SET TASK: Gather every line of the data below that contains the word "lemon", and copy each one in full.

★ ★ ★ ★ ★

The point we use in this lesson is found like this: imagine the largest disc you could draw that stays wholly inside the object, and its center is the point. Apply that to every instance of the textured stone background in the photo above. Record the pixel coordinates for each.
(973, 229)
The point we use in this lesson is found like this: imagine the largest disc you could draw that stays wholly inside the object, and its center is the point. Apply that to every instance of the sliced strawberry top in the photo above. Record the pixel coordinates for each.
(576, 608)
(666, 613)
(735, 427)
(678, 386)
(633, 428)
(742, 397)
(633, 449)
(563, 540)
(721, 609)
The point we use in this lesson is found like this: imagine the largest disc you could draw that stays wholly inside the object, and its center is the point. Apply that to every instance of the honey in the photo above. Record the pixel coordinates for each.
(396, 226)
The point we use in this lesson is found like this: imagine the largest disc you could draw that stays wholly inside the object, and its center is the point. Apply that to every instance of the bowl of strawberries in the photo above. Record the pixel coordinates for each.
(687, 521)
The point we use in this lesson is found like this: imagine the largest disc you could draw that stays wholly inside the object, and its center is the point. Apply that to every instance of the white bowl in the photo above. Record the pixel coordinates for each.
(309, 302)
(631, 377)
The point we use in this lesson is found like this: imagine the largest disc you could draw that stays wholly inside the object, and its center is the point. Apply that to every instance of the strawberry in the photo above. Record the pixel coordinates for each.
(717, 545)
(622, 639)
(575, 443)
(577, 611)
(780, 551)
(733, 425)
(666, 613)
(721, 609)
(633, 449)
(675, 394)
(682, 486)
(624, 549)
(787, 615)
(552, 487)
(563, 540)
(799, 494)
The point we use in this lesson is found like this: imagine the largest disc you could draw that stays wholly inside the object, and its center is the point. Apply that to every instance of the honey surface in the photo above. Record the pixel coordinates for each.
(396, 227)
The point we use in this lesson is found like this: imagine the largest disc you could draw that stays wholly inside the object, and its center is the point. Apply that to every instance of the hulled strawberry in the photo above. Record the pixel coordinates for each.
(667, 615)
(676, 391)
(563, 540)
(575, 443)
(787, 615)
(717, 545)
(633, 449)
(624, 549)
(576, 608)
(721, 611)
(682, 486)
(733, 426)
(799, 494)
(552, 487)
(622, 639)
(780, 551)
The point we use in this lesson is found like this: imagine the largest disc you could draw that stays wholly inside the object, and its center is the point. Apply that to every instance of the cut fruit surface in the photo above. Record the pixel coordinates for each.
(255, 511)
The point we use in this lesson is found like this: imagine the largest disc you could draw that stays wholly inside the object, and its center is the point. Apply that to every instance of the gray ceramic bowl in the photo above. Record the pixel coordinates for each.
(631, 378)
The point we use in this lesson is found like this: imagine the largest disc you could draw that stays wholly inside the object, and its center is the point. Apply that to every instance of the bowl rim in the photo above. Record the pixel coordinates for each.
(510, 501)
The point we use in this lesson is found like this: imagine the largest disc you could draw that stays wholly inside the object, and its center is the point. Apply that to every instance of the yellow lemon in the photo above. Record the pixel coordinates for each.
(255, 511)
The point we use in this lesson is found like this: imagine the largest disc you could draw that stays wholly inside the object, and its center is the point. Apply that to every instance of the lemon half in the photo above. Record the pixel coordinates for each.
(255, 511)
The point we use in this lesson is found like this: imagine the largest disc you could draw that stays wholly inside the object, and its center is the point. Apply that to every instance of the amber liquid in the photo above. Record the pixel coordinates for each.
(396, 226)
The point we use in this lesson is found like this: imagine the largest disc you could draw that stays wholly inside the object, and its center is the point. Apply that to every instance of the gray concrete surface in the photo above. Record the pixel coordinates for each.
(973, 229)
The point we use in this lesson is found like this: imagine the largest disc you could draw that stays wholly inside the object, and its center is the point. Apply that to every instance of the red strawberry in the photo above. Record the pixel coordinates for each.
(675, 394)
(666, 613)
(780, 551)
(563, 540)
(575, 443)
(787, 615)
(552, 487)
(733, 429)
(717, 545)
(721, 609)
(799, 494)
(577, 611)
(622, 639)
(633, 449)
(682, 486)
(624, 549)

★ ★ ★ ★ ★

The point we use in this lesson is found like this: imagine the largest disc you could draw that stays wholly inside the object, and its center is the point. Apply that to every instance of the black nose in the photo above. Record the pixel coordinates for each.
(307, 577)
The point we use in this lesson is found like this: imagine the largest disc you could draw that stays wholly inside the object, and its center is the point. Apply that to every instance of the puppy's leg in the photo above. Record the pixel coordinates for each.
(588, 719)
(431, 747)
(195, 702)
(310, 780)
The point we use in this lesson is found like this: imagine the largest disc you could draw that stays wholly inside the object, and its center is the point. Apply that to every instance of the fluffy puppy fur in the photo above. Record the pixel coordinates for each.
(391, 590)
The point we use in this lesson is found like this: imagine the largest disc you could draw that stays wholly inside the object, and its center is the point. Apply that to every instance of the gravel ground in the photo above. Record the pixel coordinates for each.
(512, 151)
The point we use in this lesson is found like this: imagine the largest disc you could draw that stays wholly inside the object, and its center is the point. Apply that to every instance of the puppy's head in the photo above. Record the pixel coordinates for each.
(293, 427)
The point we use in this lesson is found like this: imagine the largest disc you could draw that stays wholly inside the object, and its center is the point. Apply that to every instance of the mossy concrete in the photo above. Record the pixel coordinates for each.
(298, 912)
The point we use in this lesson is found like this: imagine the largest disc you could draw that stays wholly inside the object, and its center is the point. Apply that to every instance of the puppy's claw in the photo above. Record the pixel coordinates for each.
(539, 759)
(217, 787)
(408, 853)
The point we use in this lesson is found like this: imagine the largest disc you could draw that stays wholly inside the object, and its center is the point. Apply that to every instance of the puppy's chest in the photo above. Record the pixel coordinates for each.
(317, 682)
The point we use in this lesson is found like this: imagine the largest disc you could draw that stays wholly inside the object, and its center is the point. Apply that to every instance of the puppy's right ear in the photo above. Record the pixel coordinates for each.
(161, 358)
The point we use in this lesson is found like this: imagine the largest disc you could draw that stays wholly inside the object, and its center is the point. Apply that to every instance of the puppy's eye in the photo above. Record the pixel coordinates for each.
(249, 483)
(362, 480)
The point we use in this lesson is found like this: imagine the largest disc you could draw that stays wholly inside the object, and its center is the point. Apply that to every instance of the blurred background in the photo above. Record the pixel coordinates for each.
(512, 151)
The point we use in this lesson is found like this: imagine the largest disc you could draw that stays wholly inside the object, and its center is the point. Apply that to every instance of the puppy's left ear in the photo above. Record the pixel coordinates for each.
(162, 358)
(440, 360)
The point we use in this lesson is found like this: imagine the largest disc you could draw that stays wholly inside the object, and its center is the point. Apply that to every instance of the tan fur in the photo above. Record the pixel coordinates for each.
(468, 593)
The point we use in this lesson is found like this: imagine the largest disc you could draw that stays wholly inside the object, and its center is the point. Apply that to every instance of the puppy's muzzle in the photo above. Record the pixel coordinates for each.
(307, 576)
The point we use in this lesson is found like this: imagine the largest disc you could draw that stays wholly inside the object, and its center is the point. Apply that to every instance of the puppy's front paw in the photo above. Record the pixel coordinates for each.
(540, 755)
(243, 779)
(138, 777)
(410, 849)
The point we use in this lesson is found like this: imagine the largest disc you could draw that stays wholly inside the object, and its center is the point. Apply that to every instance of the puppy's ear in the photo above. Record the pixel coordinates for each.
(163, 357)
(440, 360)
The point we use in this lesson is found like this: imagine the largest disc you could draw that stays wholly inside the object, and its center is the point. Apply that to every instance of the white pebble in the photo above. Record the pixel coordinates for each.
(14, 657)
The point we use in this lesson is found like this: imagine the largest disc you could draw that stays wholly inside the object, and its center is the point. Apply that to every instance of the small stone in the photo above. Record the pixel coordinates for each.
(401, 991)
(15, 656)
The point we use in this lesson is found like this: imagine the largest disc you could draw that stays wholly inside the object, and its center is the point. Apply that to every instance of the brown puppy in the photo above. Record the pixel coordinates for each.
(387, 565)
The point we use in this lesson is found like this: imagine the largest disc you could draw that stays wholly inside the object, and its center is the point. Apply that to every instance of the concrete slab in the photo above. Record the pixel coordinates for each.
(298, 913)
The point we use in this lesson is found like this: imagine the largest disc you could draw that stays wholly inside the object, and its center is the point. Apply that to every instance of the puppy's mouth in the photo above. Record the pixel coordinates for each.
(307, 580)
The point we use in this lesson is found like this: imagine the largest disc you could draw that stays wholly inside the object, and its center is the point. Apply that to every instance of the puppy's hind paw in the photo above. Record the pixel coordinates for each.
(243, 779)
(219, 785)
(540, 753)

★ ★ ★ ★ ★

SOLUTION TO THIS TASK:
The point we use in this lesson is found like this: imagine the largest disc you could draw that stays wholly inside the object, and its center is the point. Apply that to every instance of the yellow lemon in the photo above. Record the pixel coordinates for each.
The point we use in this lesson is found like this: imagine the largest disc you could draw that stays wholly inside the object, and its center is the point. Apply that to every instance of the lemon half in the photo above. Record the pixel coordinates for each.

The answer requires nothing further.